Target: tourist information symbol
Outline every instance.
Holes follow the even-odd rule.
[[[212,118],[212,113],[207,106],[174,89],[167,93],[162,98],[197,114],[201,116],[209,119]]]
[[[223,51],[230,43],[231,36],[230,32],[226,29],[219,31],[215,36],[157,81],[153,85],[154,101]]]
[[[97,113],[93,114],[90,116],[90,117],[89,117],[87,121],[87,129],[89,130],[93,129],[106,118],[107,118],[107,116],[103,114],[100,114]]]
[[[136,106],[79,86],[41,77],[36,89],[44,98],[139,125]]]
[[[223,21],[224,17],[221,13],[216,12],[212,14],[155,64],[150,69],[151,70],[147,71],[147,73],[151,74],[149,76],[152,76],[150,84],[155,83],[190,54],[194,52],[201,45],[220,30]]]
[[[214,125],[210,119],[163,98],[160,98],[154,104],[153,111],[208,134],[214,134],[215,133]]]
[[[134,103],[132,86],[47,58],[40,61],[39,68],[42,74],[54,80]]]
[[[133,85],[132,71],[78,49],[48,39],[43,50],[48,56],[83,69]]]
□ □ □ □
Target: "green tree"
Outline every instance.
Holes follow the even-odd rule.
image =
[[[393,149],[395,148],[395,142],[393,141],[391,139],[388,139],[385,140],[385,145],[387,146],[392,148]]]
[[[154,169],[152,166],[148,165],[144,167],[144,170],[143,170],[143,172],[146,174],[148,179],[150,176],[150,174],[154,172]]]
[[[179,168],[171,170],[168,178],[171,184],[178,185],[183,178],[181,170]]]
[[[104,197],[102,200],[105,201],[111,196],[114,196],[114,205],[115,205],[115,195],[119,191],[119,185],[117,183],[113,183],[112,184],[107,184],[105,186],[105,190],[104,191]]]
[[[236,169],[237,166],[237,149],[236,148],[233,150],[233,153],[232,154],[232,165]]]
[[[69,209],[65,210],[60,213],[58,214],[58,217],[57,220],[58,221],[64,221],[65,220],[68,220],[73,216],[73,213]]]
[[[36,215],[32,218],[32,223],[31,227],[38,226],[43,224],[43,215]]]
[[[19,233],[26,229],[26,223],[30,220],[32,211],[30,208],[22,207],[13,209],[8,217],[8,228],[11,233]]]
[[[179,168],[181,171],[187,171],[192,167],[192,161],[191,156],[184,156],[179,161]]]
□ □ □ □
Arrange the records from the line containing "Target: tourist information symbol" through the line containing "[[[136,106],[79,86],[41,77],[36,89],[44,98],[139,125]]]", both included, as a Markdown table with the columns Row and Text. Number each line in Row, put the line itself in Text, and skip any blank lines.

*PROBLEM SOLUTION*:
| Row | Text |
|---|---|
| 1 | Target: tourist information symbol |
| 2 | Outline every instance. |
| 3 | Holes follow the even-odd rule. |
| 4 | [[[212,118],[212,113],[207,106],[174,89],[167,93],[162,98],[197,114],[201,116],[209,119]]] |
| 5 | [[[223,51],[230,43],[231,36],[230,32],[226,29],[219,31],[215,36],[157,81],[153,85],[154,101]]] |
| 6 | [[[97,113],[93,114],[90,116],[90,117],[89,117],[87,121],[87,129],[89,130],[93,129],[106,118],[107,118],[107,116],[103,114],[100,114]]] |
| 7 | [[[136,106],[79,86],[41,77],[36,89],[44,98],[139,125]]] |